What this task involves:
List each line of the entries below that contains the word "helmet".
# START OF Supplied material
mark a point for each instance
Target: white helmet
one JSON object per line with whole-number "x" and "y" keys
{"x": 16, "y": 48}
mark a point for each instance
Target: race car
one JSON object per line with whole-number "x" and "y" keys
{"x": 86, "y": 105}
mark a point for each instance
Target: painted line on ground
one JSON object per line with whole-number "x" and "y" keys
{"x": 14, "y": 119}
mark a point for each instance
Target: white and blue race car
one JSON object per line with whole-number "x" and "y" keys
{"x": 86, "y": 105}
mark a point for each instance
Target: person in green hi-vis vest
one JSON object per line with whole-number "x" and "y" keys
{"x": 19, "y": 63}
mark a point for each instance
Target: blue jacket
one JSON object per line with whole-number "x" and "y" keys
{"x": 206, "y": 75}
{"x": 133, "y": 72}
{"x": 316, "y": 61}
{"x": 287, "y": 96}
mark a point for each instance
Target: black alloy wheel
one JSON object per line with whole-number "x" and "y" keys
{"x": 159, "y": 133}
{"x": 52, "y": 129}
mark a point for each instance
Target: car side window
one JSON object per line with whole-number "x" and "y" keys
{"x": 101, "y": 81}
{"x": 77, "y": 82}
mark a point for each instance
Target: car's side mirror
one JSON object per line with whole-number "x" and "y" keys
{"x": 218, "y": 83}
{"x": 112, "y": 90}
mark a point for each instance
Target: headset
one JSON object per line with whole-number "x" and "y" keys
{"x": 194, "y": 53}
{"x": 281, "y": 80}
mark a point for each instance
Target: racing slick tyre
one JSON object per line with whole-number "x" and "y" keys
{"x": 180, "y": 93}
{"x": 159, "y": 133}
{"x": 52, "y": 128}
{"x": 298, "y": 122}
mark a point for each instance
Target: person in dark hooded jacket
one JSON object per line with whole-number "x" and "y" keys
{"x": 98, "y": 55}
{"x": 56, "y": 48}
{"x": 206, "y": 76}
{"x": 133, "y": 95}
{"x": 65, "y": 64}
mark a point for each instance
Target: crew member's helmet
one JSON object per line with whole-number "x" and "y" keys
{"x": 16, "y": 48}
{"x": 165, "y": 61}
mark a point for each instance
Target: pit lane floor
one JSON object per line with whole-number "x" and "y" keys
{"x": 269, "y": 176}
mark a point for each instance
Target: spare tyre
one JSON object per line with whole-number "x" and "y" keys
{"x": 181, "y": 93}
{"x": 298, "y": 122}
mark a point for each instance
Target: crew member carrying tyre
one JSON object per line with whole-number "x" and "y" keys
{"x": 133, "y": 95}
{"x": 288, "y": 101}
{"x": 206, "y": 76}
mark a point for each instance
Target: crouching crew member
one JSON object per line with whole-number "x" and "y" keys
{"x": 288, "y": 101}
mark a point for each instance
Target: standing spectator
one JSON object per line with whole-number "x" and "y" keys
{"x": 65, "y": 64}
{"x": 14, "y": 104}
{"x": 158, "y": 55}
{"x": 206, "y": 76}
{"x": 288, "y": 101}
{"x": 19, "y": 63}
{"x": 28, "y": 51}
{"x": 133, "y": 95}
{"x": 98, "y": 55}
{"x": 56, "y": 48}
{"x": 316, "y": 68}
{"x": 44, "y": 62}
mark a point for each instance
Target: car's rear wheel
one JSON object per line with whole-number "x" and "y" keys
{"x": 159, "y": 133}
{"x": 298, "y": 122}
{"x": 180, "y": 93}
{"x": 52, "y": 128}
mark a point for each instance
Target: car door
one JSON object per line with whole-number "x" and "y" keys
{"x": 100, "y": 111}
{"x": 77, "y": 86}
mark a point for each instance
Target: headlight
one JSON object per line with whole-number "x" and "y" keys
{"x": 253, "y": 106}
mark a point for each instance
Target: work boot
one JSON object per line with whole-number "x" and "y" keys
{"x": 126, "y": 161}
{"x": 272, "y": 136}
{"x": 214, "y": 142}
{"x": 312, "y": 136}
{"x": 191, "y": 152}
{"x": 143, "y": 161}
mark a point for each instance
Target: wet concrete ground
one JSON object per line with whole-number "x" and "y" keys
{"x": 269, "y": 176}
# END OF Supplied material
Solution for this task:
Target: white helmet
Target: crew member's helmet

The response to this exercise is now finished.